## [Task goal]
The entries below are to be repeated exactly as they stand.

## [Dataset excerpts]
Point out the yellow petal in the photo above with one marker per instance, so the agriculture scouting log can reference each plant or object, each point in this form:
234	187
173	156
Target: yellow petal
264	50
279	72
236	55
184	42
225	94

## [Task output]
Point out the yellow petal in the photo above with one marker per instance, so the agriculture scouting log can reference each plant or object, each point in this form:
234	187
173	156
Target: yellow petal
264	50
279	72
236	55
184	42
225	94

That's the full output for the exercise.